## TASK DETAILS
Copy out the rows below with "provide" swapped for "draw" every time it appears and everything else left as it is. Don't include the pictures.

## DATA EXCERPTS
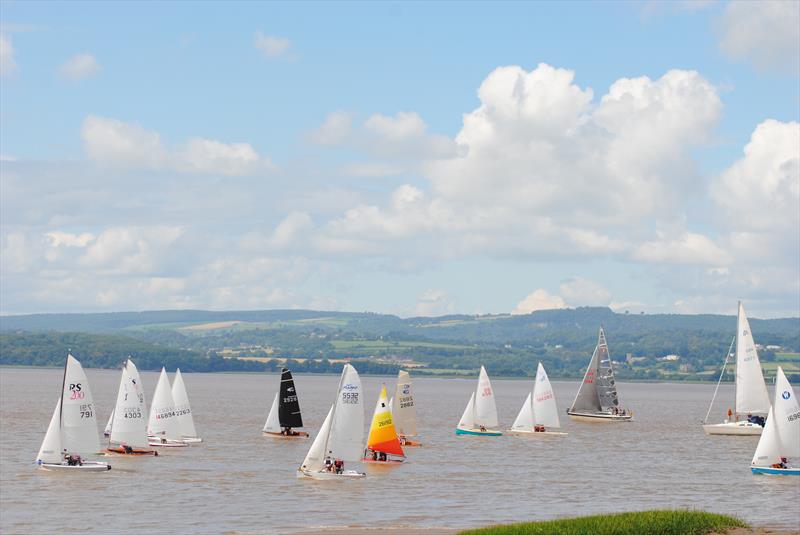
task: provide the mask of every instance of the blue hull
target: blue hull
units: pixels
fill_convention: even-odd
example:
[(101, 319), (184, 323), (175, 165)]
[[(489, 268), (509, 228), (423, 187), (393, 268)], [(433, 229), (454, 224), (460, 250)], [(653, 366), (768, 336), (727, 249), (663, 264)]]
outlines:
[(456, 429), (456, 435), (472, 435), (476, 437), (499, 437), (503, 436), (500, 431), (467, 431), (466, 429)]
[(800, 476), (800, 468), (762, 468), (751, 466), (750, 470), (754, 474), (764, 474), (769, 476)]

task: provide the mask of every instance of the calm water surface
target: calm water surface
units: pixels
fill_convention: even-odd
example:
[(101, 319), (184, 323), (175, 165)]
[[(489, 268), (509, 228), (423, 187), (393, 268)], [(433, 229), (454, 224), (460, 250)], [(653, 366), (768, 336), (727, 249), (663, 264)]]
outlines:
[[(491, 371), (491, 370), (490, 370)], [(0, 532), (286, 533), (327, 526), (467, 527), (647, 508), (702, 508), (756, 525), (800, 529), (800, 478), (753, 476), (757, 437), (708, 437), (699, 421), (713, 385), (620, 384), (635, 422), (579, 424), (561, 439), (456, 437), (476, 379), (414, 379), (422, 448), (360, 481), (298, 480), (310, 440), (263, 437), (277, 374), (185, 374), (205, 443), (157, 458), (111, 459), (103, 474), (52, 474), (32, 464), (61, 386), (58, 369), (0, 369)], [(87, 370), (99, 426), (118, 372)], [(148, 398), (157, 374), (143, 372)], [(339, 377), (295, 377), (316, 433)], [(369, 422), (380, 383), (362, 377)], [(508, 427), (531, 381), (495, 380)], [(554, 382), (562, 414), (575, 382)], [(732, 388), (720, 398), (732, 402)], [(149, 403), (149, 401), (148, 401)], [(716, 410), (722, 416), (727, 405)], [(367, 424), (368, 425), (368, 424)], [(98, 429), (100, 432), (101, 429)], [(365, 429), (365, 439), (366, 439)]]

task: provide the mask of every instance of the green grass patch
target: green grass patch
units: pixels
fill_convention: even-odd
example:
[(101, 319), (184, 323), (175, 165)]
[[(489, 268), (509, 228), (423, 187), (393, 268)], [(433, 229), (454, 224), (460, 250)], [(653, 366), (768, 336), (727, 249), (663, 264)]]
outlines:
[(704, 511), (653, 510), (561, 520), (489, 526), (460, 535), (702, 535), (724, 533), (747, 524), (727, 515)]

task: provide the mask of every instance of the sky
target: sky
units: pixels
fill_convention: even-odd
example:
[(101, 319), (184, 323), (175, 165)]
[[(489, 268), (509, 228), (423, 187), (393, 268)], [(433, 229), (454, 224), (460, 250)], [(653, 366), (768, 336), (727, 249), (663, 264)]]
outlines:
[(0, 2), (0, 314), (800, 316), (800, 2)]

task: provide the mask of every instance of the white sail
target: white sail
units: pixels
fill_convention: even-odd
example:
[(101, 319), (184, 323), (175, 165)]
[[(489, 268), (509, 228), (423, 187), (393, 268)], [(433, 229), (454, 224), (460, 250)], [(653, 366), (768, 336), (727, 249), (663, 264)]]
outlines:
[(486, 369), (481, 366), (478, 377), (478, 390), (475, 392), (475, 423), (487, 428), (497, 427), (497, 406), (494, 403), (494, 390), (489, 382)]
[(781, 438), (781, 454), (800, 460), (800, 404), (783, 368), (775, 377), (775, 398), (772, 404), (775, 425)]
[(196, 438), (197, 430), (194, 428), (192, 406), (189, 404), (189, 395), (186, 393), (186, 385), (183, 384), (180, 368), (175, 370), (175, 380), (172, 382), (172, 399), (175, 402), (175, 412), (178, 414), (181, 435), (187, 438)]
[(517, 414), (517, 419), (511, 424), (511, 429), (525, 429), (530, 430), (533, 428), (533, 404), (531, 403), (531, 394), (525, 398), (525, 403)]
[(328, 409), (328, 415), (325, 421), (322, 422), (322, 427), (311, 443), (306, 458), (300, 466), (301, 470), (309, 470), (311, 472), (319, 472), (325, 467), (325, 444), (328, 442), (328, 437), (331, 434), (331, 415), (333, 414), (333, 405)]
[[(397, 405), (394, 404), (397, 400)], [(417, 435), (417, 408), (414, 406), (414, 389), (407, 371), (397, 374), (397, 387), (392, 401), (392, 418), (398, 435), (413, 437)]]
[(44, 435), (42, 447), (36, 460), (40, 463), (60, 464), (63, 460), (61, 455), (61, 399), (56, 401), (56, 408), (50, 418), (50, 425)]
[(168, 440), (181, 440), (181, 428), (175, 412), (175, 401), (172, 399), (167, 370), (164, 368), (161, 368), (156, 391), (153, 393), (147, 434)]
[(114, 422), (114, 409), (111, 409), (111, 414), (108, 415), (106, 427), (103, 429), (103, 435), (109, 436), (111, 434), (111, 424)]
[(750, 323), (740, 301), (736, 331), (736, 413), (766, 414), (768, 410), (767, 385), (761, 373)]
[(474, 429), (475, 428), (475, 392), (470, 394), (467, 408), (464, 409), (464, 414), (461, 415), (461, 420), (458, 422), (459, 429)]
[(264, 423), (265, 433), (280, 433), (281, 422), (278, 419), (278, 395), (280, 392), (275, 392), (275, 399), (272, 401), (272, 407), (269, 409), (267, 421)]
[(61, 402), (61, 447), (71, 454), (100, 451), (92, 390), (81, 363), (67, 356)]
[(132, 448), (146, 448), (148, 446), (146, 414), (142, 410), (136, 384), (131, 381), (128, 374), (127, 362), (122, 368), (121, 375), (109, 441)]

## RESULT OF THIS TASK
task: draw the mask of every instance of the blue hull
target: blue hull
units: pixels
fill_convention: even-odd
example:
[(101, 319), (184, 323), (175, 165)]
[[(489, 268), (509, 228), (423, 187), (393, 268)], [(433, 229), (454, 224), (460, 250)], [(653, 366), (768, 336), (727, 249), (663, 264)]]
outlines:
[(456, 429), (456, 435), (472, 435), (476, 437), (499, 437), (503, 436), (500, 431), (467, 431), (466, 429)]
[(800, 476), (800, 468), (762, 468), (751, 466), (750, 470), (754, 474), (764, 474), (769, 476)]

task: draw the mask of every instance of the calm water surface
target: calm water surface
units: pixels
fill_convention: even-odd
example:
[(101, 319), (184, 323), (175, 165)]
[[(489, 268), (509, 228), (423, 187), (393, 268)], [(433, 229), (454, 224), (460, 250)], [(653, 366), (768, 336), (727, 249), (663, 264)]]
outlines:
[[(491, 371), (491, 370), (490, 370)], [(0, 532), (286, 533), (327, 526), (467, 527), (647, 508), (702, 508), (756, 525), (800, 529), (800, 478), (753, 476), (757, 437), (708, 437), (699, 421), (713, 385), (620, 384), (635, 422), (579, 424), (561, 439), (456, 437), (476, 379), (414, 379), (422, 448), (360, 481), (298, 480), (310, 440), (263, 437), (277, 374), (185, 374), (205, 443), (157, 458), (111, 459), (103, 474), (52, 474), (32, 464), (61, 386), (58, 369), (0, 369)], [(87, 370), (99, 426), (118, 372)], [(148, 398), (157, 374), (143, 372)], [(339, 377), (295, 377), (316, 433)], [(369, 422), (380, 383), (362, 377)], [(508, 427), (531, 381), (495, 380)], [(554, 382), (562, 414), (575, 382)], [(732, 388), (720, 398), (732, 402)], [(149, 403), (149, 401), (148, 401)], [(716, 410), (722, 416), (727, 405)], [(367, 424), (368, 425), (368, 424)], [(98, 429), (100, 432), (101, 429)], [(365, 429), (365, 439), (366, 439)]]

task: draw the mask of every instance of the green grass patch
target: green grass patch
units: pixels
fill_convention: even-odd
example:
[(101, 319), (184, 323), (175, 165)]
[[(489, 268), (509, 228), (423, 187), (393, 268)], [(433, 229), (454, 224), (460, 250)], [(653, 366), (768, 336), (727, 249), (663, 264)]]
outlines:
[(704, 511), (653, 510), (561, 520), (489, 526), (460, 535), (702, 535), (724, 533), (747, 524), (727, 515)]

task: draw the mask of every instance of the sky
target: sky
units: pixels
fill_convention: even-odd
example:
[(101, 319), (184, 323), (175, 165)]
[[(489, 268), (509, 228), (423, 187), (393, 268)], [(433, 229), (454, 224), (460, 250)], [(653, 366), (768, 336), (727, 249), (663, 264)]]
outlines:
[(0, 2), (0, 314), (800, 316), (800, 2)]

task: draw the mask of every instance of the white sail
target: white sail
units: pixels
fill_convention: even-odd
example:
[(101, 319), (184, 323), (175, 165)]
[[(489, 268), (509, 228), (423, 187), (393, 268)], [(433, 229), (454, 224), (460, 250)], [(653, 366), (768, 336), (727, 249), (663, 264)]]
outlines:
[(486, 369), (481, 366), (478, 377), (478, 390), (475, 392), (475, 423), (487, 428), (497, 427), (497, 406), (494, 403), (494, 390), (489, 382)]
[(781, 438), (781, 454), (800, 460), (800, 404), (783, 368), (775, 377), (775, 398), (772, 404), (775, 425)]
[(196, 438), (197, 430), (194, 428), (192, 406), (189, 404), (189, 395), (186, 393), (186, 385), (183, 384), (180, 368), (175, 370), (175, 380), (172, 382), (172, 399), (175, 402), (175, 412), (178, 414), (181, 435), (187, 438)]
[(517, 414), (517, 419), (511, 424), (511, 429), (525, 429), (530, 430), (533, 428), (533, 404), (531, 403), (531, 394), (525, 398), (525, 403)]
[(328, 409), (328, 415), (325, 421), (322, 422), (322, 427), (311, 443), (306, 458), (300, 466), (301, 470), (309, 470), (311, 472), (319, 472), (325, 467), (325, 444), (328, 442), (328, 437), (331, 434), (331, 415), (333, 414), (333, 405)]
[[(397, 405), (394, 404), (397, 400)], [(417, 435), (417, 408), (414, 406), (414, 389), (407, 371), (397, 374), (397, 387), (392, 401), (392, 418), (398, 435), (413, 437)]]
[(44, 435), (42, 447), (36, 460), (40, 463), (60, 464), (63, 460), (61, 455), (61, 399), (56, 401), (56, 408), (50, 418), (50, 425)]
[(168, 440), (181, 440), (181, 428), (175, 412), (175, 401), (172, 399), (167, 370), (164, 368), (161, 368), (156, 391), (153, 393), (147, 434)]
[(114, 422), (114, 409), (111, 409), (111, 414), (108, 415), (106, 427), (103, 429), (103, 435), (109, 436), (111, 434), (111, 424)]
[(750, 323), (740, 301), (736, 331), (736, 413), (766, 414), (768, 410), (767, 385), (761, 373)]
[(474, 429), (475, 428), (475, 392), (470, 394), (467, 408), (464, 409), (464, 414), (461, 415), (461, 420), (458, 422), (459, 429)]
[(264, 423), (265, 433), (280, 433), (281, 422), (278, 419), (278, 395), (280, 392), (275, 392), (275, 399), (272, 401), (272, 407), (269, 409), (267, 421)]
[(61, 402), (61, 447), (71, 454), (100, 451), (92, 390), (81, 363), (67, 356)]
[(132, 448), (146, 448), (148, 446), (146, 414), (142, 410), (136, 384), (131, 381), (128, 374), (127, 362), (122, 368), (121, 375), (109, 441)]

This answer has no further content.